Start of PASSAGE

The Nuremberg International Toy Fair (German: Spielwarenmesse), held annually since 1950, is the largest international trade fair for toys and games. Only trade visitors associated with the toy business, journalists and invited guests are admitted. Each year during the course of the event which is held for six days, about 2,800 exhibitors from about 60 countries present their products.
In 2017, 73,000 trade visitors and purchasers from 123 countries came for the fair.
The fair is organized by Spielwarenmesse eG, a marketing and trade fair service provider, based in Nuremberg, Germany.

== Range of products ==
Every year, about one million products are displayed on the fair, including approximately 70,000 new products. On the fair, they are presented in twelve different product groups. These are, as of the 2011 fair:

- Model Construction, Hobbies
- Model Railways and Accessories
- Technical Toys, Educational toys, Action Toys
- Dolls, Soft Toys,
- Games, Books, Learning and Experimenting, Multimedia
- Festive and Trend Articles, Carnival
- Wooden Toys, Craftworks, Gifts
- Arts& Crafts, Creative Design
- Sports, Leisure, Outdoor
- School Articles, Stationery
- Baby & Infant Articles
- Multi-product Group

== ToyInnovation/ToyAward ==
The awarded products stand out due to their degree of innovation, product concept, creativity and playing idea.

End of PASSAGE
Start of RECORD EXTRACTS

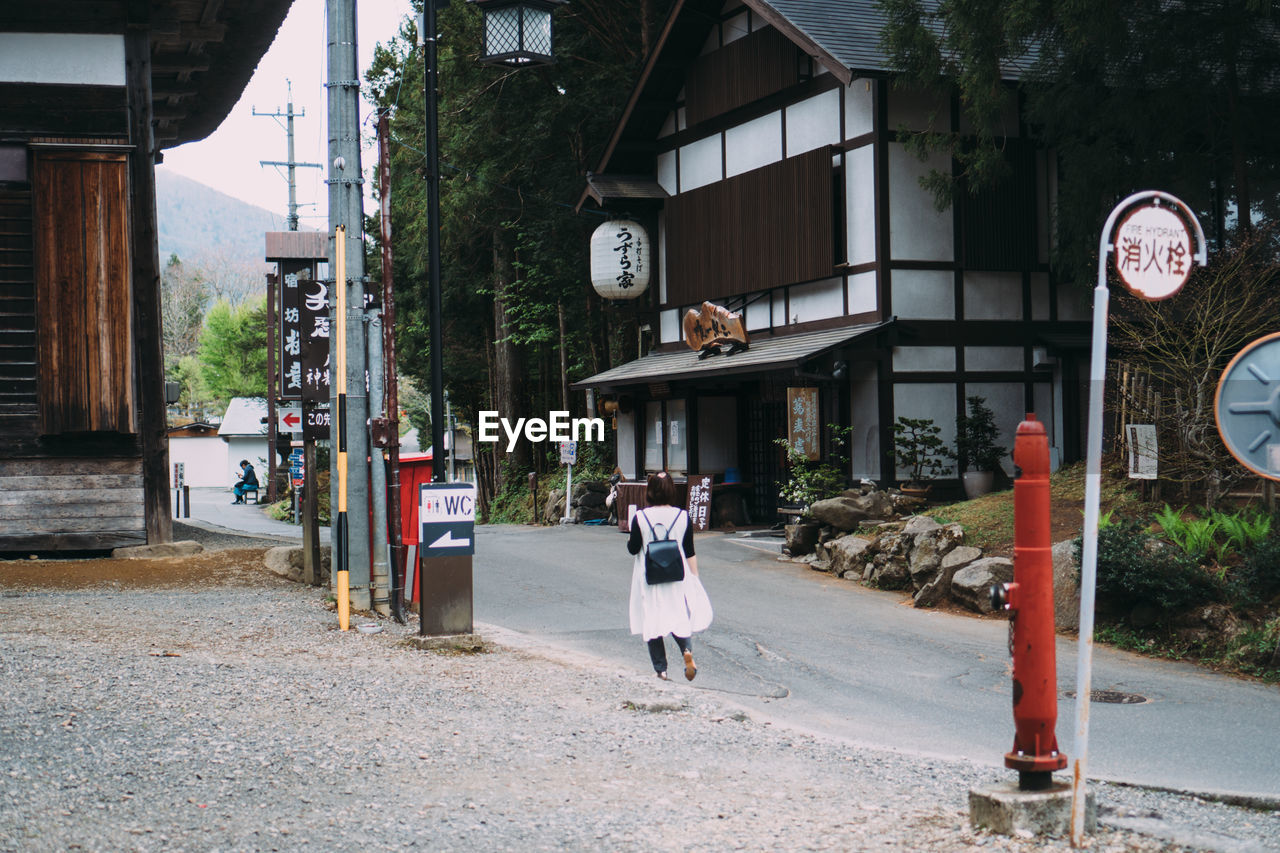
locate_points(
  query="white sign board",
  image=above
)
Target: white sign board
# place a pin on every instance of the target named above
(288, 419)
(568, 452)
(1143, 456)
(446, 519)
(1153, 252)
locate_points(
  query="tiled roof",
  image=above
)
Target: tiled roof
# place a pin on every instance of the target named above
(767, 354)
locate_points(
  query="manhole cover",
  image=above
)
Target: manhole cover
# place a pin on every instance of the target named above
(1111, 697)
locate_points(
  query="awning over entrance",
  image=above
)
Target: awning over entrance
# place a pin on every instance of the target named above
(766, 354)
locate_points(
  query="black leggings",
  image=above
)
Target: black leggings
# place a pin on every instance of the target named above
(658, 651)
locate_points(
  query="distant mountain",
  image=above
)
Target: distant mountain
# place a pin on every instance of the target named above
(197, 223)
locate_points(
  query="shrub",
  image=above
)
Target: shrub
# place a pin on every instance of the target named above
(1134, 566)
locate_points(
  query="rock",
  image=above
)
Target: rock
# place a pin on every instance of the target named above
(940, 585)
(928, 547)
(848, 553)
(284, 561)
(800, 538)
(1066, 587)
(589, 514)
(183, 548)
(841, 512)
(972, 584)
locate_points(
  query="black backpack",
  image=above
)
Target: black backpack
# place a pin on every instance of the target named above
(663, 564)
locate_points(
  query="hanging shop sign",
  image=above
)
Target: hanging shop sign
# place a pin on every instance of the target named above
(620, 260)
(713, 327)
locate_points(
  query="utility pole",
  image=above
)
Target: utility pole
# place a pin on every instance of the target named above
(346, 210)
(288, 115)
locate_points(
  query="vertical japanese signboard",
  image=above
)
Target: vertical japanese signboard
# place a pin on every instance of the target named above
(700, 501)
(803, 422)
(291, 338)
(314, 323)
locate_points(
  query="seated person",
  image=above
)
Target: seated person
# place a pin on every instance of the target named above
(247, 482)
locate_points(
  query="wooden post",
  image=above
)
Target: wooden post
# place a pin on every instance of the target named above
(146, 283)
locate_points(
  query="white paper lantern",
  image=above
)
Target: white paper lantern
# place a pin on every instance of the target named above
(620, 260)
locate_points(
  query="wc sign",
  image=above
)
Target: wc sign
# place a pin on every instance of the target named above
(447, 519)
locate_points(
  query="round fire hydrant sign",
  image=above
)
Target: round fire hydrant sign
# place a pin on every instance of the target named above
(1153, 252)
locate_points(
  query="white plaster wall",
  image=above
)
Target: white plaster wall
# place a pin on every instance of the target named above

End of RECORD EXTRACTS

## EXERCISE BRIEF
Extend the passage about the Nuremberg International Toy Fair, picking up right after its final sentence.

## EXERCISE ANSWER
A jury of industry experts determines the winners in different categories:

- Baby&Infant
- PreSchool
- SchoolKids
- Teenager&Adults
- StartUp
- Sustainability

== Global Toy Conference ==

The Global Toy Conference takes place on the last day of the fair and deals with issues concerning the future of the toy trade and industry, e.g. sustainability, toy safety, online marketing and successful selling on the Internet.